#### [Work to be completed]
Give back exactly the lines from the one containing "One point goes on each instance of the blurred purple" through the end of the records, including both, and no others.

***

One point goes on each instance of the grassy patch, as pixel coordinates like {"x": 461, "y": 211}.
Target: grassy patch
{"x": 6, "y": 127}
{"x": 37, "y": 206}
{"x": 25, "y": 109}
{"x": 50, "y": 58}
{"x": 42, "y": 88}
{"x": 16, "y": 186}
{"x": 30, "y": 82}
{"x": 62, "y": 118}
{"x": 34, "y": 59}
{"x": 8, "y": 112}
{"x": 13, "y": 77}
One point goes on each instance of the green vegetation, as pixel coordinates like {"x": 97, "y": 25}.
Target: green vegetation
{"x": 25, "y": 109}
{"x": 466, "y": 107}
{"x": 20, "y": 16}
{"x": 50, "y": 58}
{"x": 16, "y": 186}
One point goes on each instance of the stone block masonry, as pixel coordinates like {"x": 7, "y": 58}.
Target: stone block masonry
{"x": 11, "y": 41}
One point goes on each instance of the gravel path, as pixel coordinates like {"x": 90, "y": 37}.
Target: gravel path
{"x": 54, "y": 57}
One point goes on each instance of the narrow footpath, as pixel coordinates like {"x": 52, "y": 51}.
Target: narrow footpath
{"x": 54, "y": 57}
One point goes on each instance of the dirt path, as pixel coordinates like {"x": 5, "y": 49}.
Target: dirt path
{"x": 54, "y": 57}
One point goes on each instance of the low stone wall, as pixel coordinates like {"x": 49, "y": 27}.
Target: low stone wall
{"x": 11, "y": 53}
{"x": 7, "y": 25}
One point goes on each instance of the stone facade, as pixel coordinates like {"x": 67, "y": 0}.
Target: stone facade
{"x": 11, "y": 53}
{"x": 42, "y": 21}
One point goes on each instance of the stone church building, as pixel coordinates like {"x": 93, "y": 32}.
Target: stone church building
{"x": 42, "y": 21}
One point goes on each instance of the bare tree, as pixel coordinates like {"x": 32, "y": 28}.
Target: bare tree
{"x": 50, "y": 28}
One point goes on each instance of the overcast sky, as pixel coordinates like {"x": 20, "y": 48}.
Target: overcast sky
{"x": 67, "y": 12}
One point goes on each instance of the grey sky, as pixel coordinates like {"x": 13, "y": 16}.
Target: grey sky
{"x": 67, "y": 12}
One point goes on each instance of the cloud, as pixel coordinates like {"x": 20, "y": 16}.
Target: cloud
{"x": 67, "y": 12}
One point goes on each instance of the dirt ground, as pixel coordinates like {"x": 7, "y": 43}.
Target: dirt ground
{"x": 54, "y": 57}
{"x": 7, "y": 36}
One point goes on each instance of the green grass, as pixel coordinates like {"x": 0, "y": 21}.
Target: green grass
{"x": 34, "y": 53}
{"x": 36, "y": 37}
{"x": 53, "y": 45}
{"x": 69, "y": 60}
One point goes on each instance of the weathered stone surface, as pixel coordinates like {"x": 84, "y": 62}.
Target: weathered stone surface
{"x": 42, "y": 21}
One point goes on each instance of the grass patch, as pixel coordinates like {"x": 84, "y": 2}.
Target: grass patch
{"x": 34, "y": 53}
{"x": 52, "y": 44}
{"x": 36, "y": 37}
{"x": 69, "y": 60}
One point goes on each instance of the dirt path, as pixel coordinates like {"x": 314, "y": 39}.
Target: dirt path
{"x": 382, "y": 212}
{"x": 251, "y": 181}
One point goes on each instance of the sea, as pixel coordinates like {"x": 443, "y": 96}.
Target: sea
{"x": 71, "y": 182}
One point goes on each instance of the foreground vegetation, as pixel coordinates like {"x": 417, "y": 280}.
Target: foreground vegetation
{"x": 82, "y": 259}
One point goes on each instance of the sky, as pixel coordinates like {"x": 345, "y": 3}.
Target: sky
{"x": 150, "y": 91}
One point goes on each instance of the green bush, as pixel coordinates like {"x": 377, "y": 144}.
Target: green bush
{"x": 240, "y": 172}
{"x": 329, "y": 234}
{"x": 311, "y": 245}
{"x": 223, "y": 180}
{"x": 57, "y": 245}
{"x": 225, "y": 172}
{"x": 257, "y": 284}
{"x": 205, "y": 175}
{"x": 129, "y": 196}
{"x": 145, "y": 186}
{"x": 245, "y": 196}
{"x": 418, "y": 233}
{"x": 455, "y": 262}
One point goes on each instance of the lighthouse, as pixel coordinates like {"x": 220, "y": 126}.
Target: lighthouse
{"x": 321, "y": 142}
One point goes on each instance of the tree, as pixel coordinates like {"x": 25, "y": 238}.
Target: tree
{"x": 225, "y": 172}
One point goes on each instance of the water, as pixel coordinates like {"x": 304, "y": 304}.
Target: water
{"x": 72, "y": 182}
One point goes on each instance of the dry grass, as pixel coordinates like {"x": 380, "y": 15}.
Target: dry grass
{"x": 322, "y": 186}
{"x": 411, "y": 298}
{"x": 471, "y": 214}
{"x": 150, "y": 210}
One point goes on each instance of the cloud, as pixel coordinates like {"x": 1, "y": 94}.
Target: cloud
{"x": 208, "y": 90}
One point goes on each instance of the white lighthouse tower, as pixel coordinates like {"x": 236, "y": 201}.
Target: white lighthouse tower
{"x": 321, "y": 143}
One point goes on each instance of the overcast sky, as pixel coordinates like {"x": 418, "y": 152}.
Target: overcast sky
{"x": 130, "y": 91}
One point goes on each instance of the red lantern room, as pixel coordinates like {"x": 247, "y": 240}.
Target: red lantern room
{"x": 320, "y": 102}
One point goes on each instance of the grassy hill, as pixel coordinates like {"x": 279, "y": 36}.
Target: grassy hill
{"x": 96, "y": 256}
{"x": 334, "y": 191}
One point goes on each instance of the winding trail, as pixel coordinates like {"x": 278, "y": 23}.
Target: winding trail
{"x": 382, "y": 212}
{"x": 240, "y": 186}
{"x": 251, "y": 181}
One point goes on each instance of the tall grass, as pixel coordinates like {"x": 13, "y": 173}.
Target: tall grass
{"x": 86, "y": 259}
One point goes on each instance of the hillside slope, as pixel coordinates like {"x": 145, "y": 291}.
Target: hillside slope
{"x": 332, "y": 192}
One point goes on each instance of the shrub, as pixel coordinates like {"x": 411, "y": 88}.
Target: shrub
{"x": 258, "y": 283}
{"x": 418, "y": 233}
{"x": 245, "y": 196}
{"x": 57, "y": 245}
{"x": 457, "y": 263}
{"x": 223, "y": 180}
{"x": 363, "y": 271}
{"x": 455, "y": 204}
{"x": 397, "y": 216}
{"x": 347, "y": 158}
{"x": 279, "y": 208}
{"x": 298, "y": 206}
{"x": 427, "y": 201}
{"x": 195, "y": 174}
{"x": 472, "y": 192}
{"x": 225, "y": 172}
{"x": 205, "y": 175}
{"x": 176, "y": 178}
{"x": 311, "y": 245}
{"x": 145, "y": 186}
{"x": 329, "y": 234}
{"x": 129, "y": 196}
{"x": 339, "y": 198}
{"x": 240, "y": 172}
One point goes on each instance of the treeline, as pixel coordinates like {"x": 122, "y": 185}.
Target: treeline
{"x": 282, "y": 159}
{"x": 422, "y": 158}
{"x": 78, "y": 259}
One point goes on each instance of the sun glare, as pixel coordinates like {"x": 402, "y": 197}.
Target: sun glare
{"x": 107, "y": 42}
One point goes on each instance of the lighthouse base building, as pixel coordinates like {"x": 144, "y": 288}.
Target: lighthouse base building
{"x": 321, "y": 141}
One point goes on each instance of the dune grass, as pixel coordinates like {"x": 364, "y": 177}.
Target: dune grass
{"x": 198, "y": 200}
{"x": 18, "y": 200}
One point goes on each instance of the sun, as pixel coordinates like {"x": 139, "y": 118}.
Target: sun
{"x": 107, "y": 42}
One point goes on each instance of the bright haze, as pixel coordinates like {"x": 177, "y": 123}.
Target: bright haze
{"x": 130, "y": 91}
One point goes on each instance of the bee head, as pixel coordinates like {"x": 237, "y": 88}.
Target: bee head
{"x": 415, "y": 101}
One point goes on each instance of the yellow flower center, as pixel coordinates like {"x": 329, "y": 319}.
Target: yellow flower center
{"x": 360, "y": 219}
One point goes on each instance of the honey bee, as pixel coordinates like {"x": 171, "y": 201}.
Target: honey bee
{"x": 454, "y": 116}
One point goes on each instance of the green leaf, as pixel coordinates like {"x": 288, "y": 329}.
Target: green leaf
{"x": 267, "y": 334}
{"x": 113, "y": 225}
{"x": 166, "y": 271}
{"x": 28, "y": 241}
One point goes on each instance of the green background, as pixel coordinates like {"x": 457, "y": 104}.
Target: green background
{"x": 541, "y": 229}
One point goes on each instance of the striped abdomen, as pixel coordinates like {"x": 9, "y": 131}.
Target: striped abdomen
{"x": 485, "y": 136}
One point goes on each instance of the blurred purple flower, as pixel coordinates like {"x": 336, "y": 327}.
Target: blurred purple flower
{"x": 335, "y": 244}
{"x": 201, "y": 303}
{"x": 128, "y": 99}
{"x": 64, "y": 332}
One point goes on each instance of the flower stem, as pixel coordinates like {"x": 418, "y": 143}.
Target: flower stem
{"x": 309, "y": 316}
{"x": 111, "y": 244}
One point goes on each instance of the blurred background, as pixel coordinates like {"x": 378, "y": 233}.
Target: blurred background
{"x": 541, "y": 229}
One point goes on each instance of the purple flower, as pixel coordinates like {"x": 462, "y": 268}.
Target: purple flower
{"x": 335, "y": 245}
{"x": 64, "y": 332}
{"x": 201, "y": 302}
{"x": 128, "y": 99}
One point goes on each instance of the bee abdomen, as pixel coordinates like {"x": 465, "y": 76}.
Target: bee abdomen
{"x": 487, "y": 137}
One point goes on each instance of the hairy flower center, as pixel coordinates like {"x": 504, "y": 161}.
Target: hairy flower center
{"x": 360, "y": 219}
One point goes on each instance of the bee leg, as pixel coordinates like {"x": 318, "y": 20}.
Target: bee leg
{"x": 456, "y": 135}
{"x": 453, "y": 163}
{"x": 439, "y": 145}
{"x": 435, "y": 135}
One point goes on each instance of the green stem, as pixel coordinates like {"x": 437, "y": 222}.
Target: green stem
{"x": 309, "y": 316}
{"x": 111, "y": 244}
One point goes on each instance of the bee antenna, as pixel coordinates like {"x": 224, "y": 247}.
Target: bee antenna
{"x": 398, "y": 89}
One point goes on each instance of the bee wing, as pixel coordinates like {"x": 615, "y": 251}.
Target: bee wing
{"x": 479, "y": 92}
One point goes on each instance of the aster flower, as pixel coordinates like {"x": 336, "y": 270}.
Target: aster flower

***

#### [Complete output]
One point goes on each instance of the blurred purple flower, as pixel coordinates like {"x": 336, "y": 327}.
Target: blurred purple flower
{"x": 335, "y": 244}
{"x": 201, "y": 303}
{"x": 128, "y": 99}
{"x": 64, "y": 332}
One point goes on each instance of the flower stem, as pixel coordinates like {"x": 418, "y": 143}.
Target: flower stem
{"x": 309, "y": 316}
{"x": 111, "y": 244}
One point goes on each instance of the blurred background, as pixel coordinates like {"x": 378, "y": 233}.
Target: blurred background
{"x": 541, "y": 229}
One point goes on each instance of the purple flower, as pixel coordinates like {"x": 462, "y": 268}.
Target: purple flower
{"x": 335, "y": 245}
{"x": 64, "y": 332}
{"x": 201, "y": 302}
{"x": 128, "y": 99}
One point goes on each instance of the bee abdomen, as pixel coordinates like {"x": 465, "y": 76}.
Target: bee abdomen
{"x": 487, "y": 137}
One point goes on each instance of the hairy flower center, as pixel coordinates like {"x": 504, "y": 161}.
Target: hairy flower center
{"x": 360, "y": 219}
One point goes on each instance of the bee leg, as pixel coordinates like {"x": 318, "y": 20}.
Target: bee leg
{"x": 456, "y": 135}
{"x": 453, "y": 163}
{"x": 439, "y": 145}
{"x": 435, "y": 135}
One point goes on each instance of the green stem, as pixel coordinates like {"x": 437, "y": 222}.
Target: green stem
{"x": 309, "y": 316}
{"x": 111, "y": 244}
One point goes on each instance of the bee antenna, as pixel coordinates like {"x": 224, "y": 247}.
Target: bee antenna
{"x": 398, "y": 89}
One point goes on each instance of the bee wing, as pixel coordinates like {"x": 615, "y": 251}.
Target: bee wing
{"x": 479, "y": 92}
One point goes on each instance of the aster flower, as pixel coordinates like {"x": 336, "y": 270}.
Target: aster flower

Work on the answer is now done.